— WHAT YOU SHOULD DO —
Reproduce the listing starting at its first line and ending at the line containing "pixel 440 172", with "hoop earring" replaced by "stud earring" and everything else left unchanged.

■ ■ ■

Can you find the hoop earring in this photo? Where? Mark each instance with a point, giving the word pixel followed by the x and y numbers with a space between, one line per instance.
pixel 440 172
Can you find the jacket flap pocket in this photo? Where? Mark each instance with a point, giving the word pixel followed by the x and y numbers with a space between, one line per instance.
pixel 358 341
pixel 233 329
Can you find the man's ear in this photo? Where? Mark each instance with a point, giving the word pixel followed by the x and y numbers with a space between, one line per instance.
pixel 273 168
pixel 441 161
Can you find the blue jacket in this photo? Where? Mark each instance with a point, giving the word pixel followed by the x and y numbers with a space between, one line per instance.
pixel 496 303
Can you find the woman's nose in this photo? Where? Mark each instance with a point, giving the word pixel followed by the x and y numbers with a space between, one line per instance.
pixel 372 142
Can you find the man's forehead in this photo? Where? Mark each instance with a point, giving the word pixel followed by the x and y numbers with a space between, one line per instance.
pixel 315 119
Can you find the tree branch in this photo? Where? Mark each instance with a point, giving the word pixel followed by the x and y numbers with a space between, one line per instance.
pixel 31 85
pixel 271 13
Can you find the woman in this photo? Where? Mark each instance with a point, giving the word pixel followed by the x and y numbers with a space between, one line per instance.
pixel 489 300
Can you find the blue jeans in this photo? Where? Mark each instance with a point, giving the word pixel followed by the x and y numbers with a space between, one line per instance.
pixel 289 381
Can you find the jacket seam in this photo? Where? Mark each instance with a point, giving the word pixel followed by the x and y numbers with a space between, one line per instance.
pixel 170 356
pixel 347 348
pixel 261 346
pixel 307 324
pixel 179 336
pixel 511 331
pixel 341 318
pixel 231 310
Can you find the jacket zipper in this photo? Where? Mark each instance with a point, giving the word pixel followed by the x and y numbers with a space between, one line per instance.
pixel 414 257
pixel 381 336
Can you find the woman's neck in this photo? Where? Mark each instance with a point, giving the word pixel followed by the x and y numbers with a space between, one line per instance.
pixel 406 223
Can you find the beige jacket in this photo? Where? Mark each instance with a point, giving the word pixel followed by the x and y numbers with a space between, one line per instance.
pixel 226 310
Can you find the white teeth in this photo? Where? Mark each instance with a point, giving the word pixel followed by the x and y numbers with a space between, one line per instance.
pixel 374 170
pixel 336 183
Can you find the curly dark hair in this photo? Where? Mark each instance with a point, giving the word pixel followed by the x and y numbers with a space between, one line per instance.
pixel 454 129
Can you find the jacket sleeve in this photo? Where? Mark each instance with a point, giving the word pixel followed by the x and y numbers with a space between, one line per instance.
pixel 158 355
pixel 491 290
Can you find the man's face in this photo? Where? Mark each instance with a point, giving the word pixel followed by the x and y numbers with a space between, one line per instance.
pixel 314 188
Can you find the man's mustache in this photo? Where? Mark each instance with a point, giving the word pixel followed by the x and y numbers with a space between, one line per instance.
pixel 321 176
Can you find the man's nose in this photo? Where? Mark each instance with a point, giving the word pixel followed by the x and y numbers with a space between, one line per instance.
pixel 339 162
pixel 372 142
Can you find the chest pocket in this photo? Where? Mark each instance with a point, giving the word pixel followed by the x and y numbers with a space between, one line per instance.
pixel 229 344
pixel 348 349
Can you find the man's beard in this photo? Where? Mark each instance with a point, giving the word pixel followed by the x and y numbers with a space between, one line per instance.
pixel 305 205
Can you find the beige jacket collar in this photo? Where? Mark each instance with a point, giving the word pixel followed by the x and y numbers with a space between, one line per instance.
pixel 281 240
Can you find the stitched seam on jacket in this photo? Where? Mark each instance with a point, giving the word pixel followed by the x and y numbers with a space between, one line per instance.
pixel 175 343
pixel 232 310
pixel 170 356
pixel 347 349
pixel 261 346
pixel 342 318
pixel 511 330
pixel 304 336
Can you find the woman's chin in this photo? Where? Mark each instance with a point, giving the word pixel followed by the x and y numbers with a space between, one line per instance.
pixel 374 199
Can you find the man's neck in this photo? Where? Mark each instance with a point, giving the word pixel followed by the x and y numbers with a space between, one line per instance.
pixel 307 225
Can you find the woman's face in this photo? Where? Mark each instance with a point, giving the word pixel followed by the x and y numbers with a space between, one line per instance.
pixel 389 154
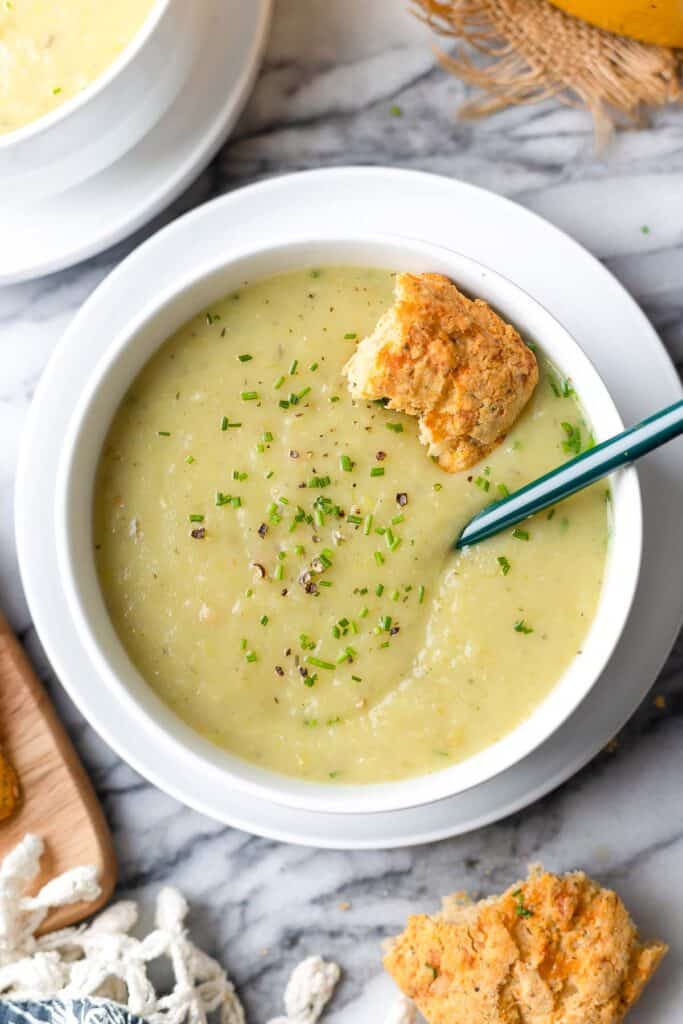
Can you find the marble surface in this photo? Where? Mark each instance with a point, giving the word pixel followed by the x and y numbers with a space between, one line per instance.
pixel 332 74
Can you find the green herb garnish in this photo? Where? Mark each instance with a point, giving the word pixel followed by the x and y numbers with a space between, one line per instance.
pixel 520 909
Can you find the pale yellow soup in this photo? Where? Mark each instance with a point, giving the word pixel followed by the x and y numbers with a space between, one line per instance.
pixel 51 49
pixel 281 570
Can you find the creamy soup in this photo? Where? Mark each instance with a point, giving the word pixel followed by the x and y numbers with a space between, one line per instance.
pixel 278 560
pixel 52 49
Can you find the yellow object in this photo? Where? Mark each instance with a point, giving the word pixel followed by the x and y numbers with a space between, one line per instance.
pixel 652 20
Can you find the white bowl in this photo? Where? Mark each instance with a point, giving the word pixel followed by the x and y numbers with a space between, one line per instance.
pixel 94 128
pixel 128 352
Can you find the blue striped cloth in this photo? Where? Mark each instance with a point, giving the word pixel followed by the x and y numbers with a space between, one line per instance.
pixel 65 1012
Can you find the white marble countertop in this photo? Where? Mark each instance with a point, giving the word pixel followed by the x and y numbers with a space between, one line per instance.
pixel 332 73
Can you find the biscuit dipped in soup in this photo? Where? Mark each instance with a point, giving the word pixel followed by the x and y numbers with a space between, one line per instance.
pixel 276 555
pixel 50 51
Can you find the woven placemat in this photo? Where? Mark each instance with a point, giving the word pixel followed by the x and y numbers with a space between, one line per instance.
pixel 529 50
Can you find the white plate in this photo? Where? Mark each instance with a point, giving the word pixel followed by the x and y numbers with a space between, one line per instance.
pixel 562 275
pixel 56 232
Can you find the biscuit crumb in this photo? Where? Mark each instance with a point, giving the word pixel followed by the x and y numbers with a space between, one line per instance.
pixel 450 360
pixel 553 948
pixel 9 790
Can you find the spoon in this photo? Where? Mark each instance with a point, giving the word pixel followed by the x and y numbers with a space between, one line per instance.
pixel 574 475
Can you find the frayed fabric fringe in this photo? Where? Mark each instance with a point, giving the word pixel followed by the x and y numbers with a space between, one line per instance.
pixel 530 50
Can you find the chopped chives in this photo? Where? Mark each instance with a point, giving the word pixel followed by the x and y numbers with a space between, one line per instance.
pixel 317 663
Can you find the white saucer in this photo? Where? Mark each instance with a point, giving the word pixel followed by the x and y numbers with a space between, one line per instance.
pixel 57 232
pixel 539 257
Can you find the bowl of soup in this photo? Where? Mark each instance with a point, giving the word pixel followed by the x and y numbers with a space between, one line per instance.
pixel 263 569
pixel 81 82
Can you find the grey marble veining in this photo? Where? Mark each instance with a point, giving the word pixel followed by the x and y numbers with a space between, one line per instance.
pixel 332 74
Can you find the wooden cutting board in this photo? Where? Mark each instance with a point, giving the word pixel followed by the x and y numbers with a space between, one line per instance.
pixel 57 801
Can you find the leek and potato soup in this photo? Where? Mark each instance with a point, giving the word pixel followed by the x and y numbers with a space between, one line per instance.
pixel 50 51
pixel 278 560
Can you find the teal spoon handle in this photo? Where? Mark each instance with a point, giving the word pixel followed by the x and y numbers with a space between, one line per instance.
pixel 574 475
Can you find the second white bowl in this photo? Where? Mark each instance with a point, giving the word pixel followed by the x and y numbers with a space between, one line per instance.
pixel 93 129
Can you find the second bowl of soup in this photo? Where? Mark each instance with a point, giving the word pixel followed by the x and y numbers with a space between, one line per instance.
pixel 81 82
pixel 264 567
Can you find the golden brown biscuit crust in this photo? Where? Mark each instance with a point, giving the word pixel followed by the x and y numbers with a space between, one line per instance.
pixel 550 950
pixel 451 360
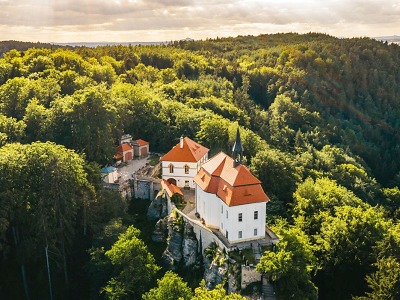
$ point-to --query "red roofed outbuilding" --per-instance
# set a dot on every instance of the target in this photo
(182, 162)
(141, 148)
(230, 198)
(124, 151)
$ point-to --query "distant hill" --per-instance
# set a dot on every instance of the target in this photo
(6, 46)
(390, 39)
(95, 44)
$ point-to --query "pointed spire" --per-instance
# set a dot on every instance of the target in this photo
(237, 150)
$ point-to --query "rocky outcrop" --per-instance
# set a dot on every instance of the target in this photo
(158, 208)
(189, 246)
(160, 232)
(172, 256)
(220, 269)
(214, 273)
(182, 244)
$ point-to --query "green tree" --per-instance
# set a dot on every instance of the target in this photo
(133, 266)
(42, 188)
(170, 287)
(277, 172)
(385, 282)
(219, 293)
(315, 200)
(291, 264)
(86, 122)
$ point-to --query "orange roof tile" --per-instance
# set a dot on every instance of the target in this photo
(191, 152)
(118, 156)
(142, 142)
(170, 188)
(234, 185)
(124, 147)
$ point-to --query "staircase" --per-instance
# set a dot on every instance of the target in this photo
(267, 290)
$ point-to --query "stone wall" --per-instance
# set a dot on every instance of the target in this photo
(145, 187)
(249, 275)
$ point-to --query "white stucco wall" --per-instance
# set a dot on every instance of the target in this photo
(247, 225)
(217, 214)
(110, 177)
(208, 206)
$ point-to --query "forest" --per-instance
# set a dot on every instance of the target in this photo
(320, 123)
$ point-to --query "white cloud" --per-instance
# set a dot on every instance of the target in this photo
(136, 20)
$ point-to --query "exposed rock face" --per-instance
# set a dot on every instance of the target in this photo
(172, 256)
(234, 277)
(158, 208)
(160, 231)
(189, 246)
(182, 244)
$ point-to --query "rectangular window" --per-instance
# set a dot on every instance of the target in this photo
(256, 215)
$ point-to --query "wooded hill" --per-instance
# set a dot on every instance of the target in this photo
(319, 118)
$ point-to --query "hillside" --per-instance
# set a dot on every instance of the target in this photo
(320, 123)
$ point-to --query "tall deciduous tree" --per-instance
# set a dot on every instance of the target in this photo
(170, 287)
(133, 266)
(291, 264)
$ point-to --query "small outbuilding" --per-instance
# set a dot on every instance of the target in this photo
(109, 174)
(141, 148)
(124, 152)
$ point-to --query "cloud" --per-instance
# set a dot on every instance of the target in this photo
(139, 17)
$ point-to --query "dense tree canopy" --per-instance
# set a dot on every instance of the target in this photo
(319, 118)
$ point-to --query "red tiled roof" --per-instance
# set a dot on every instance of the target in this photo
(170, 188)
(142, 142)
(191, 152)
(234, 185)
(124, 147)
(118, 156)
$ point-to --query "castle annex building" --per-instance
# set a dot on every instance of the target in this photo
(229, 198)
(182, 162)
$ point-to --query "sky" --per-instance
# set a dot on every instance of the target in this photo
(65, 21)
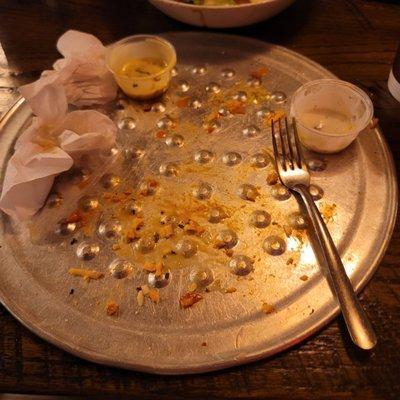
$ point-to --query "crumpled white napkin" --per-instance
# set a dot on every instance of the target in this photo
(82, 73)
(56, 138)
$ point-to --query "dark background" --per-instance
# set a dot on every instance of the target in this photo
(356, 40)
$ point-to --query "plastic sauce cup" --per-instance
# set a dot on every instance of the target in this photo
(142, 47)
(330, 114)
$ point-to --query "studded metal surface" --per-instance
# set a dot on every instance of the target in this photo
(236, 241)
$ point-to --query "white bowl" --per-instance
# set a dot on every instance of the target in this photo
(221, 16)
(330, 114)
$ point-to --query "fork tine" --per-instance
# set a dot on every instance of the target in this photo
(283, 147)
(290, 145)
(275, 146)
(298, 145)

■ ■ ■

— SOLUTION —
Can you find the stud earring in this photo? Where? Mark each instance with a point, giving the word pixel followed by the x and y numbers with a space between, one line per instance.
pixel 440 172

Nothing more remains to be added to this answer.